::: DATA FOR THE TASK :::

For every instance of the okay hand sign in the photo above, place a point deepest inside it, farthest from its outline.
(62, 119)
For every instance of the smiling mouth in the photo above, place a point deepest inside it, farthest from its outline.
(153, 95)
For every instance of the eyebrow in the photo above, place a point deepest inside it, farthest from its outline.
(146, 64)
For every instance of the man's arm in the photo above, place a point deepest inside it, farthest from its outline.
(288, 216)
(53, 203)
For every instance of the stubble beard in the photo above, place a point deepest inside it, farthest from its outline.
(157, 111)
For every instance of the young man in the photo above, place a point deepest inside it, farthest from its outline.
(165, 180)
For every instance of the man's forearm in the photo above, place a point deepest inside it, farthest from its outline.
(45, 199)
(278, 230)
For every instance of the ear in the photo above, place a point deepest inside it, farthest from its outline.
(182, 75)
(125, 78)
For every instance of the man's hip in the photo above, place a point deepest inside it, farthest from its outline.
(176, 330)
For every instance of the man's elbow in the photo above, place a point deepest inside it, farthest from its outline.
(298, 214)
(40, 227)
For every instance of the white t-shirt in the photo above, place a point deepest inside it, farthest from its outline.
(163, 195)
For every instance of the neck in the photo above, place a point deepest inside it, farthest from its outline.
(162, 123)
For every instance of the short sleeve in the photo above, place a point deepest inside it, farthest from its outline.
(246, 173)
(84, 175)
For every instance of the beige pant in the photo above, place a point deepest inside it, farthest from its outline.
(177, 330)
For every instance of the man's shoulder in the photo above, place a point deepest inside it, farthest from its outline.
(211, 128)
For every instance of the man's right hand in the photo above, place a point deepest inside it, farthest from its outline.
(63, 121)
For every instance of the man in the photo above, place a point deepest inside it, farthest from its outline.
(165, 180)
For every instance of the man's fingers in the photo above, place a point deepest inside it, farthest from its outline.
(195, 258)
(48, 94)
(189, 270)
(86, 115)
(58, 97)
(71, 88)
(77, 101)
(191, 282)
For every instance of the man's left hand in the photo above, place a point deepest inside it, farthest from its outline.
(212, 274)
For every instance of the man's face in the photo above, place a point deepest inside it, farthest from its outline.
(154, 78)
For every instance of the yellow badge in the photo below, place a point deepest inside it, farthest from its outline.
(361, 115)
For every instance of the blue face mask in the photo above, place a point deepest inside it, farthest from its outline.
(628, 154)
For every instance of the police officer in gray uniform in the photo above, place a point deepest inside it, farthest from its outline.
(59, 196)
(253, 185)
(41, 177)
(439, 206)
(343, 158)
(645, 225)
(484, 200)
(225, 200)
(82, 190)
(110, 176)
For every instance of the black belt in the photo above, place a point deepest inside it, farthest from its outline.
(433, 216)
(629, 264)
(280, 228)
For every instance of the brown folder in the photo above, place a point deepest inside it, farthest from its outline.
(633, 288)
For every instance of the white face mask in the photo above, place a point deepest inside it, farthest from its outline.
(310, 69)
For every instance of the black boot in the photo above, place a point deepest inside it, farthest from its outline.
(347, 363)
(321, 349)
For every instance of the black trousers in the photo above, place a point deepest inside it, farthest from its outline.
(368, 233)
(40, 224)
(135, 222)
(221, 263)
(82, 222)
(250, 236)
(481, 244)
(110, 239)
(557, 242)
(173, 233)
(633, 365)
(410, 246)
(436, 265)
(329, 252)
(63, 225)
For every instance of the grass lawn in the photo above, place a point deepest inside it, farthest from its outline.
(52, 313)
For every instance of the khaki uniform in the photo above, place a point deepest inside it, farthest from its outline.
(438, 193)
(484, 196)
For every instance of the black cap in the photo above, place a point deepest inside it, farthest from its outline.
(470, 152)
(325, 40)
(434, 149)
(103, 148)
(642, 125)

:::

**GIVEN EXERCISE:** Reproduce the records beginning at the line that contains "For every instance of the black belt" and continuing through the end of the records. Substitute "cardboard folder" for "brown folder" and keep everything else unchanged.

**OUTPUT OF THE EXERCISE:**
For every instance of the black belt in the photo above, place a point deepest inside it, farthest from its outline.
(433, 216)
(629, 264)
(280, 228)
For every instance of the cardboard folder in the photo above, place a point deepest inside it, farthest from its outline.
(633, 288)
For every instance of the white face mask in the photo above, place a point deepest inside it, farthest from its outline.
(310, 69)
For every instance of the black boot in the photo above, place a point deepest inside it, farthest from its outline.
(347, 363)
(321, 349)
For every instance of the black trousers in the photo above, place a point deepest inside it, farthest from its outline.
(368, 233)
(40, 224)
(135, 222)
(221, 263)
(82, 222)
(250, 236)
(481, 244)
(110, 239)
(557, 242)
(173, 233)
(633, 365)
(410, 246)
(436, 265)
(329, 252)
(63, 225)
For every instance of the grass lawn in the photo above, place a point deepest inside it, farthest from its outline.
(52, 313)
For every instance of the khaki uniform in the photo above, place a point deepest inside it, farthest from its outline.
(438, 193)
(484, 196)
For every instance of the black cap in the photo above, place a point deepest inside it, farthest from its outline.
(470, 152)
(325, 40)
(434, 149)
(103, 148)
(642, 125)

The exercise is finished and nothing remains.